▶ **EXERCISE INSTRUCTIONS**
With nothing added or dropped, output every record below exactly.

▶ **MATERIALS PROVIDED**
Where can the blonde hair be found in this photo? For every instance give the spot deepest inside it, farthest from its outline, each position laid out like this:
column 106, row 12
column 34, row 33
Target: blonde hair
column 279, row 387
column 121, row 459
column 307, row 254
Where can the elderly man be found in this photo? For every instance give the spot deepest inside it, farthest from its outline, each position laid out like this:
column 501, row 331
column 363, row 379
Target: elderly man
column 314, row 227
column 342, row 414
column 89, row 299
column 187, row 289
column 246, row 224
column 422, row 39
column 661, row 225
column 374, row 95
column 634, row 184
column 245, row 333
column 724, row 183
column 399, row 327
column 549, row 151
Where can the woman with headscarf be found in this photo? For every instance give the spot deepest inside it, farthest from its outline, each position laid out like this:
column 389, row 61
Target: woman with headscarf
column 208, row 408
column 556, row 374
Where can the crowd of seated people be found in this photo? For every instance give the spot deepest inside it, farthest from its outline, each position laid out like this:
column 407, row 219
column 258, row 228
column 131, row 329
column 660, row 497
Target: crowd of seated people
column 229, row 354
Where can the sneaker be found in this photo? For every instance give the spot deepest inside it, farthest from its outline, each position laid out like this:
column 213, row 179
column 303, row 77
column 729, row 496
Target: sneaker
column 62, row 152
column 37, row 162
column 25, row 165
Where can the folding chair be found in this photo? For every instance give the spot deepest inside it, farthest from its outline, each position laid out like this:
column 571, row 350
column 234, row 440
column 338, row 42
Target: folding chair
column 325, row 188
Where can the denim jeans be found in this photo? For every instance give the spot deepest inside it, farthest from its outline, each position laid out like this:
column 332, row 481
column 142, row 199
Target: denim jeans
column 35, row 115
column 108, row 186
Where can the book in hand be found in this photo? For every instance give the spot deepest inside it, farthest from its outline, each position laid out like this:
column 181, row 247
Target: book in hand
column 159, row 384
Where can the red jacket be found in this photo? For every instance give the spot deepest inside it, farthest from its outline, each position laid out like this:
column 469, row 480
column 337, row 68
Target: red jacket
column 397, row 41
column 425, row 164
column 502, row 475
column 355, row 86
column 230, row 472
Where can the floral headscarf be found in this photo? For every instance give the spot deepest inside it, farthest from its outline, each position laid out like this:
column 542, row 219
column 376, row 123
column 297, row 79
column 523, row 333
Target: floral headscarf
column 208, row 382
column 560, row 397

▶ **RESPONSE TO THIS TASK**
Where can the blonde hair be found in this photo? For every instance give the spot deepest inside it, farthest from its outline, each position laid out like this:
column 106, row 12
column 34, row 33
Target: blonde hair
column 279, row 387
column 121, row 459
column 307, row 254
Where can the elderly man be found in this photo? For every instance give the spot deepest inside it, farthest from its outline, each position laid out like this:
column 501, row 331
column 363, row 379
Target: elderly man
column 314, row 227
column 342, row 414
column 89, row 299
column 187, row 289
column 246, row 224
column 422, row 39
column 661, row 225
column 374, row 95
column 634, row 184
column 245, row 333
column 724, row 183
column 399, row 327
column 549, row 151
Where can the woman with headscarf be found in this photo? For every instance give the spot deepest inside it, farthest from its outline, each position laid out like this:
column 389, row 61
Target: woman with headscarf
column 208, row 408
column 556, row 374
Where can the crowd of seated people be found in this photo? For every instance give the spot deepest inside it, farthest from its outline, each position laid out like this:
column 407, row 219
column 258, row 228
column 131, row 329
column 660, row 497
Target: crowd of seated people
column 229, row 354
Where can the sneaker be found in this photo? For every instance give the spot deepest inside it, farthest from its outline, each position laid out like this:
column 213, row 179
column 303, row 77
column 729, row 496
Target: sneaker
column 62, row 152
column 37, row 162
column 25, row 165
Where can the folding chair be found in this photo? For every instance give the spot deepest inside it, farthest from its outline, each position laid out like this:
column 571, row 350
column 234, row 440
column 338, row 42
Target: folding chair
column 325, row 188
Where can the denim jeans be found in this photo? For every instance give the spot deepest inside it, farthest from its outline, each position laid out like this:
column 332, row 481
column 142, row 199
Target: denim jeans
column 35, row 115
column 108, row 186
Where can the book in hand be found in this photo? For every instance give the spot deepest inside it, farthest from its outline, each position laid out like this:
column 181, row 247
Target: book in hand
column 159, row 384
Where can the red jacket be found in this photo? For every instance give the spot deepest inside it, farthest from its outline, each position laid out like this:
column 469, row 480
column 337, row 68
Target: red jacket
column 397, row 41
column 425, row 164
column 502, row 475
column 355, row 86
column 230, row 472
Where can the floral headscarf be found in this photo? For every instance give the spot deepest inside it, farthest from its outline, each position laid out like this:
column 542, row 219
column 376, row 123
column 297, row 79
column 523, row 333
Target: floral headscarf
column 208, row 382
column 560, row 397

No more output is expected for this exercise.